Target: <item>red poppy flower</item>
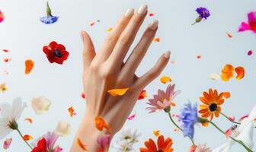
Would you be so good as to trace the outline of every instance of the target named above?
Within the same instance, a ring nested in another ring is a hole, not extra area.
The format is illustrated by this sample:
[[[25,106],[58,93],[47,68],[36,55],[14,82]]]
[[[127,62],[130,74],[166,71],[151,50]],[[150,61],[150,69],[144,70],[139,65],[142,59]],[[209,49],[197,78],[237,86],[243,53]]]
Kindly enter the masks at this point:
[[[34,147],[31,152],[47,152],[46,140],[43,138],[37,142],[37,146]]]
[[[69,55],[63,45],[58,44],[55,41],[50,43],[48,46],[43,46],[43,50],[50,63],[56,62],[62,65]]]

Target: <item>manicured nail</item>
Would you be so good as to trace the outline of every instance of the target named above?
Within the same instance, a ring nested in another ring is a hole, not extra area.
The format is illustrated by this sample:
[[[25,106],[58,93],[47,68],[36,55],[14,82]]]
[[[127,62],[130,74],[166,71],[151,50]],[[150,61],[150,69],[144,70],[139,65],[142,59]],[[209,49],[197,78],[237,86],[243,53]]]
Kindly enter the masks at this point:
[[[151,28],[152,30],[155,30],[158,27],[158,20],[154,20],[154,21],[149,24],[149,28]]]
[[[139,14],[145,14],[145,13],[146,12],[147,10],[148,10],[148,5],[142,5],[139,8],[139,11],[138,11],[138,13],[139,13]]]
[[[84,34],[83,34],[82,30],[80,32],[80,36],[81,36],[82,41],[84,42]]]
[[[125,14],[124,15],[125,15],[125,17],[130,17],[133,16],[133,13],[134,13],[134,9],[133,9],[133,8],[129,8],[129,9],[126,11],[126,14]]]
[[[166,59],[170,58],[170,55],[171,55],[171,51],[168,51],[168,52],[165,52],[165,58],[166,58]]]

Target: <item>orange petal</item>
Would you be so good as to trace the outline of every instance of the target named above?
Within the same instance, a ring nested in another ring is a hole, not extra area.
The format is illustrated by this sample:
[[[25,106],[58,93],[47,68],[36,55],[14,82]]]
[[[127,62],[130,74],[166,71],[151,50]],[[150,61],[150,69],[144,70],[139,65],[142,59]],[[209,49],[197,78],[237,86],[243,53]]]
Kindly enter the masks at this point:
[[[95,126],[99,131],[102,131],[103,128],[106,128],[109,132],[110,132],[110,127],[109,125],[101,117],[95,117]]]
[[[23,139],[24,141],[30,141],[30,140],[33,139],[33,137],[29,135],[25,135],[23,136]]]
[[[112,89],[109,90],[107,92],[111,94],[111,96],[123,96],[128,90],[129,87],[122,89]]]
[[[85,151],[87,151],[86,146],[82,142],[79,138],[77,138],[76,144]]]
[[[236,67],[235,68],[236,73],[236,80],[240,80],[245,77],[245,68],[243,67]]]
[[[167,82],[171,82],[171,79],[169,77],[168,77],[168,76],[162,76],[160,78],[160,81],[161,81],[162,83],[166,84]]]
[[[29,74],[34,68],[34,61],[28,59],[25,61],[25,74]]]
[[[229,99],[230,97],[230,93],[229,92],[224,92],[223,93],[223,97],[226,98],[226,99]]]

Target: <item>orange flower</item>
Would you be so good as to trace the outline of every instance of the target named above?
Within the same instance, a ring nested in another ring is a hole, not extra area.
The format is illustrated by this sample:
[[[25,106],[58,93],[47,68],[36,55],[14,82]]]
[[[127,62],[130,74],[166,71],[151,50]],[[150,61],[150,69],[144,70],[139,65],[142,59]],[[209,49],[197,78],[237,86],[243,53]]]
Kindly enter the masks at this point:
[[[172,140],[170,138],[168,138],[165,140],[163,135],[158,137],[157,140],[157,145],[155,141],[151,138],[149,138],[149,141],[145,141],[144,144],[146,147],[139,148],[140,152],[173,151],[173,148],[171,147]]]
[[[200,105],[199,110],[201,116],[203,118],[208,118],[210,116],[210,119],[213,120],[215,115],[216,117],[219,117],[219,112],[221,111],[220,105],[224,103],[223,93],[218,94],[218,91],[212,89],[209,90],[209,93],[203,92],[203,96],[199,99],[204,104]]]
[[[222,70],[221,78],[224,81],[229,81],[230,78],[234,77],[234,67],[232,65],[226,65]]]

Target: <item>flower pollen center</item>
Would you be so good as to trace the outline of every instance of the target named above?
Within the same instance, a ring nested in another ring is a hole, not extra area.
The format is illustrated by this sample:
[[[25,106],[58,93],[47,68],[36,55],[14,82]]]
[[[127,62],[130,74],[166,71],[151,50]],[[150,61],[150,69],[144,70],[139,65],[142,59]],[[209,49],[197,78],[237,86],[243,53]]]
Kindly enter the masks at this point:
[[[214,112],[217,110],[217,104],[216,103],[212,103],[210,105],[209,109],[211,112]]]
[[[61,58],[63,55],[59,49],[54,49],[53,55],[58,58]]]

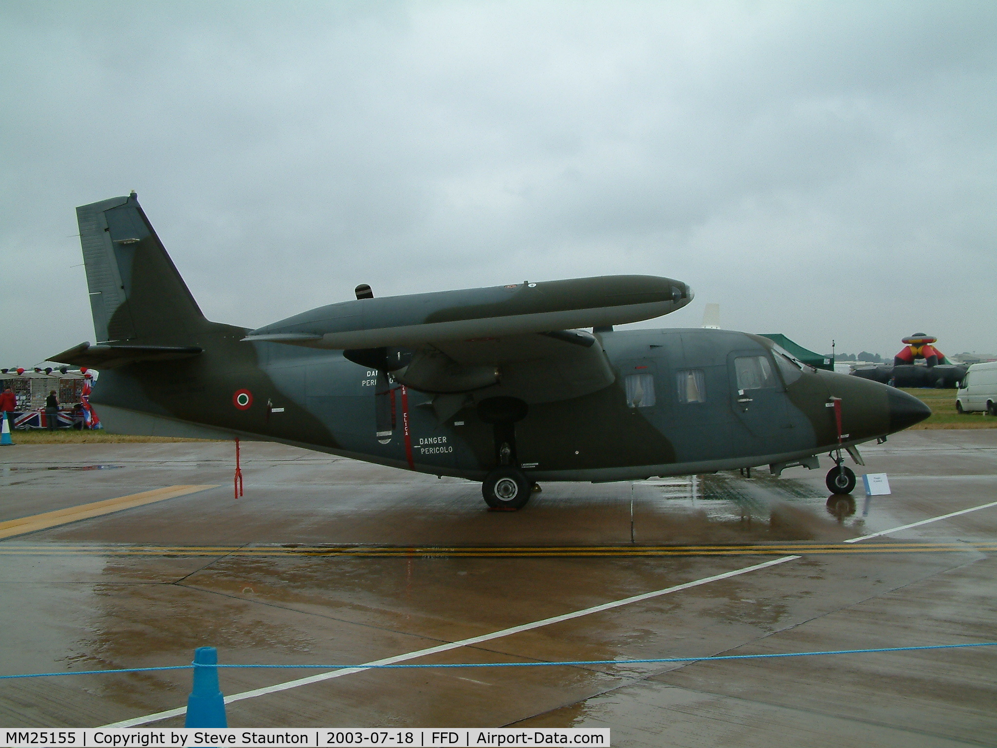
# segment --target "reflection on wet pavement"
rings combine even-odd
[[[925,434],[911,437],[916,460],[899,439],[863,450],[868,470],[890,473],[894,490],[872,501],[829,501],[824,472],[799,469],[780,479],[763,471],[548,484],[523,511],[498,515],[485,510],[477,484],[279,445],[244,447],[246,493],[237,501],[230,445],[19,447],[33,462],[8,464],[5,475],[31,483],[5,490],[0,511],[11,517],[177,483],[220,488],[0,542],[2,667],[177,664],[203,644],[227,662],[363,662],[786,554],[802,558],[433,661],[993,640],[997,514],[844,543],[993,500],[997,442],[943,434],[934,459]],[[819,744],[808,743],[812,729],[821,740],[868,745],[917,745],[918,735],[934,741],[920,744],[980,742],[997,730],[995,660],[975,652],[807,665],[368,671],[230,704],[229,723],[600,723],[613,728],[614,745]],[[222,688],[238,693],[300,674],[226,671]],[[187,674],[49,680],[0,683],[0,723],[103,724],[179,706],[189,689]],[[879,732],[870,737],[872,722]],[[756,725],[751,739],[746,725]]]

★ ★ ★ ★ ★ ★ ★

__REQUIREMENT__
Swap every "instance" in the listing above for "occurrence" and write all the lines out again with nothing else changed. Leave out the pictures.

__EXERCISE OUTPUT__
Target: <item>red poppy flower</item>
Would you be so good as to trace the outline of every occurrence of the target named above?
Within the same occurrence, a ring nested in another ring is a hole, not extra area.
The format is illustrated by this sample:
[[[25,106],[58,93],[47,68],[36,55],[14,82]]]
[[[127,62],[130,74],[166,71],[151,50]],[[150,61],[150,69],[144,70],[139,65],[142,59]],[[209,49],[197,78],[237,86],[243,53]]]
Kindly enter the masks at this point:
[[[34,147],[31,152],[47,152],[46,140],[43,138],[37,142],[37,146]]]
[[[69,55],[63,45],[58,44],[55,41],[50,43],[48,46],[43,46],[43,50],[50,63],[56,62],[62,65]]]

Target: <item>manicured nail</item>
Would you be so good as to trace the outline of every occurrence of the target named above?
Within the same occurrence, a ring nested in another ring is a hole, not extra area.
The format is illustrated by this sample:
[[[25,106],[58,93],[47,68],[36,55],[14,82]]]
[[[127,62],[130,74],[166,71],[151,50]],[[150,61],[150,69],[144,70],[139,65],[142,59]],[[209,49],[197,78],[237,86],[243,53]]]
Kindly enter the masks at this point:
[[[151,28],[152,30],[155,30],[158,27],[158,20],[154,20],[154,21],[149,24],[149,28]]]
[[[139,14],[145,14],[145,13],[146,12],[147,10],[148,10],[148,5],[142,5],[139,8],[139,11],[138,11],[138,13],[139,13]]]
[[[84,34],[83,34],[82,30],[80,32],[80,36],[81,36],[82,41],[84,42]]]
[[[125,14],[124,15],[125,15],[125,17],[130,17],[133,16],[133,13],[134,13],[134,9],[133,9],[133,8],[129,8],[129,9],[126,11],[126,14]]]
[[[166,59],[170,58],[170,55],[171,55],[171,51],[168,51],[168,52],[165,52],[165,58],[166,58]]]

Target: <item>orange petal</item>
Would you be so good as to trace the outline of every occurrence of the target named above?
Within the same occurrence, a ring nested in another ring is a hole, not extra area.
The format is illustrated by this sample:
[[[25,106],[58,93],[47,68],[36,55],[14,82]]]
[[[127,62],[130,74],[166,71],[151,50]],[[150,61],[150,69],[144,70],[139,65],[142,59]],[[209,49],[197,78],[237,86],[243,53]]]
Kindly enter the masks at this point:
[[[95,126],[99,131],[102,131],[103,128],[106,128],[109,132],[110,132],[110,127],[109,125],[101,117],[95,117]]]
[[[23,139],[24,141],[30,141],[30,140],[33,139],[33,137],[29,135],[25,135],[23,136]]]
[[[112,89],[109,90],[107,92],[111,94],[111,96],[123,96],[128,90],[129,87],[122,89]]]
[[[85,151],[87,151],[86,146],[82,142],[79,138],[77,138],[76,144]]]
[[[236,67],[235,68],[236,73],[236,80],[240,80],[245,77],[245,68],[243,67]]]
[[[167,82],[171,82],[171,79],[169,77],[168,77],[168,76],[162,76],[160,78],[160,81],[161,81],[162,83],[166,84]]]
[[[29,74],[34,68],[34,61],[28,59],[25,61],[25,74]]]
[[[229,99],[230,97],[230,93],[229,92],[224,92],[223,93],[223,97],[226,98],[226,99]]]

Target: <item>orange flower</item>
Would you be so good as to trace the outline of every occurrence of the target named above?
Within the same occurrence, a ring nested in another ring is a hole, not extra area.
The format is illustrated by this sample:
[[[25,106],[58,93],[47,68],[36,55],[14,82]]]
[[[127,62],[130,74],[166,71],[151,50]],[[150,61],[150,69],[144,70],[139,65],[142,59]],[[209,49],[197,78],[237,86],[243,53]]]
Kindly enter the masks at this point:
[[[172,140],[170,138],[168,138],[165,140],[163,135],[158,137],[157,140],[157,145],[155,141],[151,138],[149,138],[149,141],[145,141],[144,144],[146,147],[139,148],[140,152],[173,151],[173,148],[171,147]]]
[[[200,105],[199,110],[201,116],[203,118],[208,118],[210,116],[210,119],[213,120],[215,115],[216,117],[219,117],[219,112],[221,111],[220,105],[224,103],[223,93],[218,94],[218,91],[212,89],[209,90],[209,93],[203,92],[203,96],[199,99],[204,104]]]
[[[222,70],[221,78],[224,81],[229,81],[230,78],[234,77],[234,67],[232,65],[226,65]]]

Target: <item>flower pollen center</item>
Would you be so good as to trace the outline of every occurrence of the target named above?
Within the same occurrence, a ring nested in another ring is a hole, not extra area.
The format is illustrated by this sample:
[[[25,106],[58,93],[47,68],[36,55],[14,82]]]
[[[127,62],[130,74],[166,71],[151,50]],[[150,61],[150,69],[144,70],[139,65],[142,59]],[[209,49],[197,78],[237,86],[243,53]]]
Kindly enter the masks at this point:
[[[214,112],[217,110],[217,104],[216,103],[212,103],[210,105],[209,109],[211,112]]]
[[[61,58],[63,55],[59,49],[54,49],[53,55],[58,58]]]

# segment --target "reflection on wet pavement"
rings combine even-odd
[[[925,434],[911,437],[916,460],[899,439],[863,450],[868,470],[890,473],[894,490],[872,501],[829,501],[824,472],[799,469],[780,479],[763,471],[548,484],[523,511],[498,515],[485,510],[477,484],[279,445],[244,447],[246,493],[237,501],[230,445],[19,447],[33,462],[8,464],[5,475],[31,483],[5,490],[0,511],[11,517],[177,483],[220,488],[0,542],[2,667],[177,664],[203,644],[227,662],[363,662],[786,554],[802,558],[433,661],[993,640],[997,514],[844,543],[993,500],[997,442],[943,434],[934,459]],[[819,744],[808,743],[812,729],[821,740],[868,745],[917,745],[918,735],[934,741],[920,744],[980,742],[997,730],[995,660],[975,652],[807,665],[368,671],[230,704],[229,723],[600,723],[613,728],[614,745]],[[222,688],[238,693],[300,674],[226,671]],[[187,674],[49,680],[0,683],[0,723],[103,724],[179,706],[189,689]],[[879,732],[870,737],[872,722]],[[756,725],[751,739],[746,725]]]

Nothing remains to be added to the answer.